START Information given
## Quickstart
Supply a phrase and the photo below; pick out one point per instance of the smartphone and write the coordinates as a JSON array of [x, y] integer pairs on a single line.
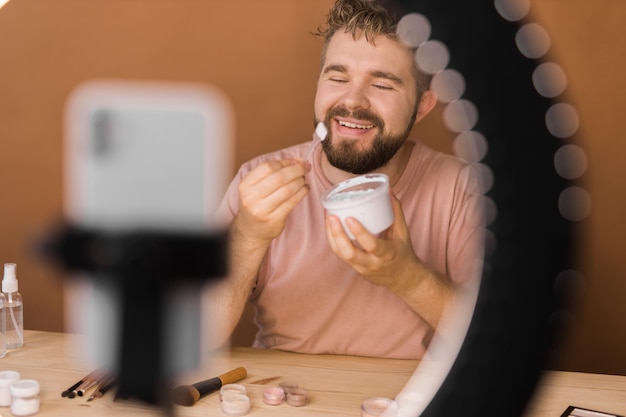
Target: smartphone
[[149, 156]]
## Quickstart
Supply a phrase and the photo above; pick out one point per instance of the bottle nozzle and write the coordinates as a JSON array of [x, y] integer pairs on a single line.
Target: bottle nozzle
[[9, 281]]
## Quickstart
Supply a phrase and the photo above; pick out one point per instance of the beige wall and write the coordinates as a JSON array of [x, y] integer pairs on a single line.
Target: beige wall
[[261, 54]]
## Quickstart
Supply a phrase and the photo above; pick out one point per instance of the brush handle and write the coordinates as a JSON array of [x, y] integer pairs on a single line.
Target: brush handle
[[213, 384]]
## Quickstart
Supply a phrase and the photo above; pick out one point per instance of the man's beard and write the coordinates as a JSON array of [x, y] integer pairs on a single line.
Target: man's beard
[[347, 157]]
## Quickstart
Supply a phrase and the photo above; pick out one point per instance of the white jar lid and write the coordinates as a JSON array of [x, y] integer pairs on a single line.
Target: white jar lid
[[25, 388], [8, 377]]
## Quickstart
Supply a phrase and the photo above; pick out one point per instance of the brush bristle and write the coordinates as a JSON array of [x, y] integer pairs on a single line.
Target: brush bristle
[[186, 395]]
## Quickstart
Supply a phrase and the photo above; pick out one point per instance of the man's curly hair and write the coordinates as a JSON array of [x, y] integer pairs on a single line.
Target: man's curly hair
[[367, 18]]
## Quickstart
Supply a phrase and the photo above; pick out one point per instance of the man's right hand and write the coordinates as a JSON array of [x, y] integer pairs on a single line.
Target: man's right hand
[[267, 194]]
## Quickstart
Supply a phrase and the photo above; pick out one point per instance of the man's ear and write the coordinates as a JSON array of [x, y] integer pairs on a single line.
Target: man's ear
[[427, 103]]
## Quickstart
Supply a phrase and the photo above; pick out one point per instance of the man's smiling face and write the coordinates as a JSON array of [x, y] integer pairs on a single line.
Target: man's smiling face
[[366, 95]]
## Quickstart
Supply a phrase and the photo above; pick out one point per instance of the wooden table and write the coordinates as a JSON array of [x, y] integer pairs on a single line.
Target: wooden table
[[337, 384]]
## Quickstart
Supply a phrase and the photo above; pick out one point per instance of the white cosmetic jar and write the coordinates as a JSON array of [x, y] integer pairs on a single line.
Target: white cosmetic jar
[[365, 198]]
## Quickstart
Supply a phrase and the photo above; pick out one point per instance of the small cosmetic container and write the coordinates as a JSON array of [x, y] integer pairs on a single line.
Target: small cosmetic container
[[6, 379], [232, 389], [234, 404], [273, 396], [297, 397], [379, 406], [25, 397]]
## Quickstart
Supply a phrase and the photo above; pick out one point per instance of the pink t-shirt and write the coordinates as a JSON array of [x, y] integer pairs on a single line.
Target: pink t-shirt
[[308, 300]]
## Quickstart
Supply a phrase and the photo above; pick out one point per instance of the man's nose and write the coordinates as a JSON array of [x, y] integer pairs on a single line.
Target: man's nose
[[356, 97]]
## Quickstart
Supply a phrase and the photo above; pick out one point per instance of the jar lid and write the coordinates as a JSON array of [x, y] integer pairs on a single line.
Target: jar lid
[[8, 377], [25, 388]]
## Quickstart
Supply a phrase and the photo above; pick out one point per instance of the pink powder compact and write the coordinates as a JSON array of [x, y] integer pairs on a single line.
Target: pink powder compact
[[365, 198], [273, 396]]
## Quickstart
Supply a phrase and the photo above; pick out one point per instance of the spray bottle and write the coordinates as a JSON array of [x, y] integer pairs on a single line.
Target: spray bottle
[[3, 327], [14, 308]]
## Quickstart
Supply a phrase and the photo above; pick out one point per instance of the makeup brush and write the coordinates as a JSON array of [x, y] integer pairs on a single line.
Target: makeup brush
[[188, 395]]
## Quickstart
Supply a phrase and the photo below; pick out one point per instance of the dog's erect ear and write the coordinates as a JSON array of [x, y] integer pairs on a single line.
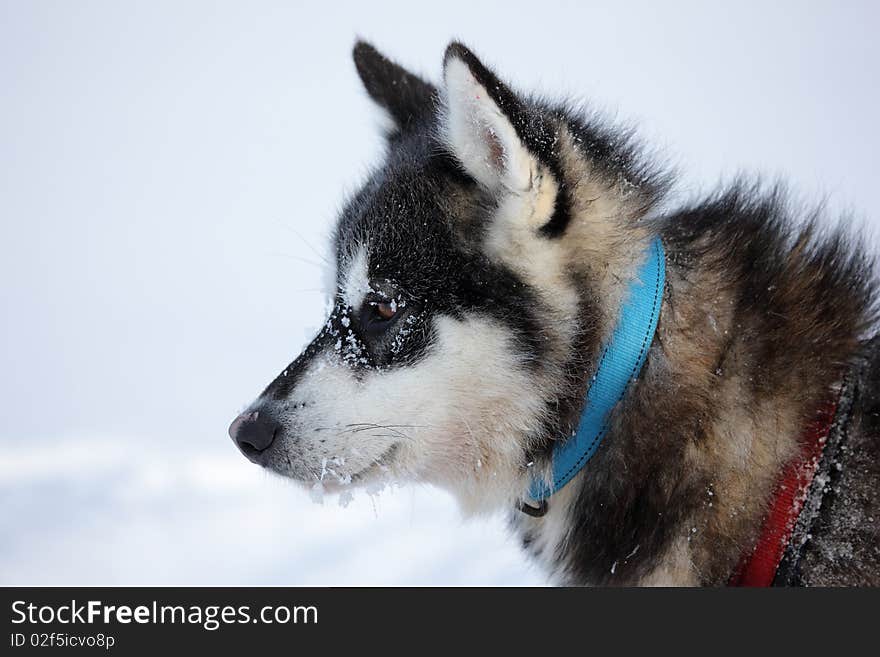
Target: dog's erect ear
[[479, 123], [406, 97]]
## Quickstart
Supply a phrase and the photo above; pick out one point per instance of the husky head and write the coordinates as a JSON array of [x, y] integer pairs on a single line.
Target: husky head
[[477, 270]]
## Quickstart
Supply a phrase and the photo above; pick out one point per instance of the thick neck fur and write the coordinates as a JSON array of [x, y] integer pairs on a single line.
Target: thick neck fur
[[757, 325]]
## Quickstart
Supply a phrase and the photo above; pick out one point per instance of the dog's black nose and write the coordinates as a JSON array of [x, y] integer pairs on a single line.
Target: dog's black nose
[[253, 433]]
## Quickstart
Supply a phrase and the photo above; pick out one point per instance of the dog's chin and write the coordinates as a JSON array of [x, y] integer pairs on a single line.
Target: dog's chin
[[333, 477]]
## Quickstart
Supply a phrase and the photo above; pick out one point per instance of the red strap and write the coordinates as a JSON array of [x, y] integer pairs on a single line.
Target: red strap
[[758, 568]]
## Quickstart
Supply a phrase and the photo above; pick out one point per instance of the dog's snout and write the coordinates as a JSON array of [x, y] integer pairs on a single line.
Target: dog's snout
[[254, 433]]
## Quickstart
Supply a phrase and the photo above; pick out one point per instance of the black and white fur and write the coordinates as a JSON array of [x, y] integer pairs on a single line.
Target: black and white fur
[[479, 270]]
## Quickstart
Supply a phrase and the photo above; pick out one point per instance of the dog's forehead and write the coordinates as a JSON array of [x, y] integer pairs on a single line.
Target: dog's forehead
[[401, 224]]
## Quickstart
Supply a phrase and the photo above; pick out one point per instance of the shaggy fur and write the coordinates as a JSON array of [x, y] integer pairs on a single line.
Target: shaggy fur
[[501, 231]]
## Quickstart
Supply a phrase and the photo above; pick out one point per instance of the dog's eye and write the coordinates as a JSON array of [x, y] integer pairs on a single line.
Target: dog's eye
[[384, 310]]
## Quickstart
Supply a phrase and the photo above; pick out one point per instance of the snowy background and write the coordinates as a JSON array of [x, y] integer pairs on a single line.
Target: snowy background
[[168, 174]]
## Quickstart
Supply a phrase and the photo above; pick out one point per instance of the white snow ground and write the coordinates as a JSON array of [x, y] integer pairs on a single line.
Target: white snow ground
[[167, 174]]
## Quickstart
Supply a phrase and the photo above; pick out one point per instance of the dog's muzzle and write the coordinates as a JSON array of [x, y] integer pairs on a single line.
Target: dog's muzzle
[[253, 433]]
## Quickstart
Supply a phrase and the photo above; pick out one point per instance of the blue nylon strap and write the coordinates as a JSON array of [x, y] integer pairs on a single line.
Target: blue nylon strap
[[620, 363]]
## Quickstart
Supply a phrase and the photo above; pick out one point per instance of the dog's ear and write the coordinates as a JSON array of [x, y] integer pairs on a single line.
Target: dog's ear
[[406, 97], [480, 121]]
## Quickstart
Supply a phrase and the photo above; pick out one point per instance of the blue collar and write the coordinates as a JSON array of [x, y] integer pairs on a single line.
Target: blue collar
[[620, 363]]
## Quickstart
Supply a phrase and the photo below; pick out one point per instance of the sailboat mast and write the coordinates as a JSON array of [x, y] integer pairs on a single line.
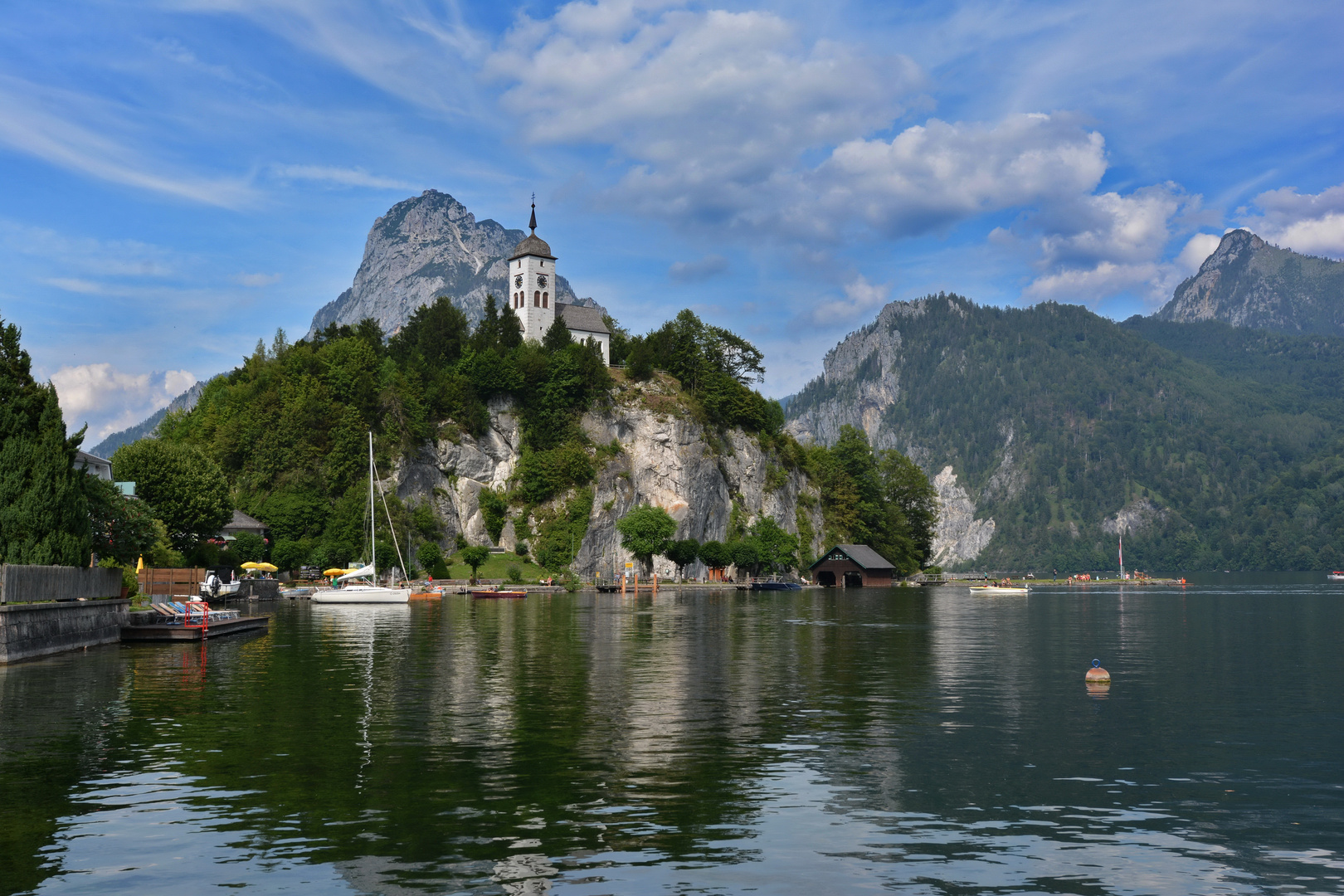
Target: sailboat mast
[[373, 518]]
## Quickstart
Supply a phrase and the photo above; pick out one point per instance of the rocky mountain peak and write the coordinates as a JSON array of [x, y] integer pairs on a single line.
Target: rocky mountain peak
[[424, 247], [1249, 282]]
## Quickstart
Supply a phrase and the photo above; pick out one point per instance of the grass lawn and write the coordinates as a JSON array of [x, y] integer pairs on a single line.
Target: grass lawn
[[498, 568]]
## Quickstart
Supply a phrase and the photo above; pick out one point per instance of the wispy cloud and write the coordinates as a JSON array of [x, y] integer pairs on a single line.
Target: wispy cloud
[[340, 176], [1304, 223], [47, 124], [699, 270], [256, 281], [110, 399]]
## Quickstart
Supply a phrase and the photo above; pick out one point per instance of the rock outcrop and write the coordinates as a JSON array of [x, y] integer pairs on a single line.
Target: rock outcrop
[[667, 460], [1249, 282], [425, 247], [960, 536]]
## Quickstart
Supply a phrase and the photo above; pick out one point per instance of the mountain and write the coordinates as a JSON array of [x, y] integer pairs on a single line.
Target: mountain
[[183, 402], [425, 247], [1249, 282], [1050, 430]]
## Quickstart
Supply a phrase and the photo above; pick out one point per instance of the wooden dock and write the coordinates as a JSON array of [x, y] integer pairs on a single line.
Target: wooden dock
[[195, 633]]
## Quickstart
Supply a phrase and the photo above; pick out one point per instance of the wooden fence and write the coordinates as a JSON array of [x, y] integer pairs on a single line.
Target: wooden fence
[[41, 583], [171, 582]]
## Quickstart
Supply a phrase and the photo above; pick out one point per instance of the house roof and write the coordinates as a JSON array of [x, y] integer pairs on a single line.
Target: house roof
[[580, 317], [244, 522], [860, 553]]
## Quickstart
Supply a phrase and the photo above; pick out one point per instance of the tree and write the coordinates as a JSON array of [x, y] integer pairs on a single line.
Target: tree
[[715, 555], [123, 528], [249, 547], [476, 558], [778, 550], [186, 488], [683, 553], [557, 336], [431, 558], [43, 508], [746, 555], [644, 533]]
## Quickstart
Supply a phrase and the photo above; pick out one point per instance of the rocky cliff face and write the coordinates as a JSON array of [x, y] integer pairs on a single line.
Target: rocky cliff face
[[1248, 282], [667, 460], [425, 247], [860, 382]]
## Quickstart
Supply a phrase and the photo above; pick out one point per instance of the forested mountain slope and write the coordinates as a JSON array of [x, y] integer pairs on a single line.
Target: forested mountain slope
[[1249, 282], [1064, 429]]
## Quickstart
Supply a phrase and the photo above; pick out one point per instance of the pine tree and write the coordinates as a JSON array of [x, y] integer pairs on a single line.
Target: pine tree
[[557, 336], [43, 509]]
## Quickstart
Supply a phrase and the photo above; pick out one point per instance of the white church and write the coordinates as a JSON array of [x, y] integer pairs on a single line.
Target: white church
[[531, 269]]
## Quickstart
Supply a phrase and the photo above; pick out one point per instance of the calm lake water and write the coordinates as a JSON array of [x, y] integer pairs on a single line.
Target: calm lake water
[[908, 740]]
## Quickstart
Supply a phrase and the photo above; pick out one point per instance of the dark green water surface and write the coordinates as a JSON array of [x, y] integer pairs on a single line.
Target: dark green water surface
[[917, 740]]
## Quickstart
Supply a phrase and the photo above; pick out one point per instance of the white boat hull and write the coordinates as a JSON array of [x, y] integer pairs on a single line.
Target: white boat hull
[[362, 594]]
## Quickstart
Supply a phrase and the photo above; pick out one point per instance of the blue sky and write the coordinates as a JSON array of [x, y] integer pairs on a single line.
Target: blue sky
[[182, 178]]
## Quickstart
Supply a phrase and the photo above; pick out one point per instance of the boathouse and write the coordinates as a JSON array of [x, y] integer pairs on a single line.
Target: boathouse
[[852, 566]]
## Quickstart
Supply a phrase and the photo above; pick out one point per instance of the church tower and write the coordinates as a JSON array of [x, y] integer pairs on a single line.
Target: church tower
[[531, 280]]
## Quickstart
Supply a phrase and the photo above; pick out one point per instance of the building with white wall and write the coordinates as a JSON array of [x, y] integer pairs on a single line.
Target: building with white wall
[[531, 278]]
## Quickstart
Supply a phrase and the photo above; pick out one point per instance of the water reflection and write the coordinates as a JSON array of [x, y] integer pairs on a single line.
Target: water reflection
[[919, 740]]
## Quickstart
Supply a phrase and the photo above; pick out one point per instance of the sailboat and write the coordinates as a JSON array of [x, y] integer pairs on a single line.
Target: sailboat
[[370, 592]]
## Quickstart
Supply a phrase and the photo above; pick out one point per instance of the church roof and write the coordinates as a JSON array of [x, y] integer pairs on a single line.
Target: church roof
[[533, 245], [580, 317]]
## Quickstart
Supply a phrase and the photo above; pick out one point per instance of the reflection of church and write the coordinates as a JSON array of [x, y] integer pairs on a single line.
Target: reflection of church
[[531, 270]]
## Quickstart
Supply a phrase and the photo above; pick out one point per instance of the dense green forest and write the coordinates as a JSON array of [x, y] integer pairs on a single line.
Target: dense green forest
[[288, 429], [1055, 418]]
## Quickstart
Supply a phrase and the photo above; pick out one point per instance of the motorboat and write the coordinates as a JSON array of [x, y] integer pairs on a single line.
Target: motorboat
[[774, 585], [494, 592], [999, 589], [368, 592]]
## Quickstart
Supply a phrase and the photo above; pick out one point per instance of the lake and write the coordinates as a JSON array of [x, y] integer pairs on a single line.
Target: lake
[[914, 740]]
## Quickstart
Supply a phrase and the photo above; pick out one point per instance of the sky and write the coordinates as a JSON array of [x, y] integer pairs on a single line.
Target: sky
[[179, 179]]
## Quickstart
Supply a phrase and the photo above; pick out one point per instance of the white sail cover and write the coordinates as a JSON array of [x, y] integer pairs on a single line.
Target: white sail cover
[[357, 574]]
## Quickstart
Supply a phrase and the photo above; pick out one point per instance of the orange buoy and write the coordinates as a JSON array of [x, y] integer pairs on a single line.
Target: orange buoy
[[1097, 676]]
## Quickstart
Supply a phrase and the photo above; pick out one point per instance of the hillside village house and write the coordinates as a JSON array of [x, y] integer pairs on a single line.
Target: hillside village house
[[531, 270]]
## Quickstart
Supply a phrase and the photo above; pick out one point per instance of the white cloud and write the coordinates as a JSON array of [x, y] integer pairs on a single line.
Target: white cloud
[[938, 173], [110, 399], [1305, 223], [342, 176], [1199, 247], [257, 280], [707, 112], [71, 130], [698, 270], [860, 299]]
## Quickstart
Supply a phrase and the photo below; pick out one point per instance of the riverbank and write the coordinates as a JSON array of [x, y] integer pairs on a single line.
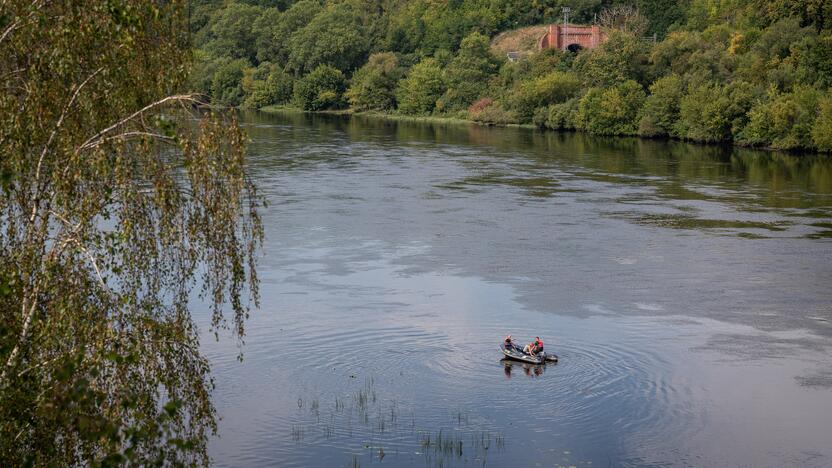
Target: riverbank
END Information given
Assigned task: Copy whichever lines in the listing above hold "riverbank".

Solution for this problem:
Supply a phrase and the photo below; pick out one point per instance of the riverbank and write the coordinates as a JSON array of [x, y] integer pairs on a single line.
Target: riverbank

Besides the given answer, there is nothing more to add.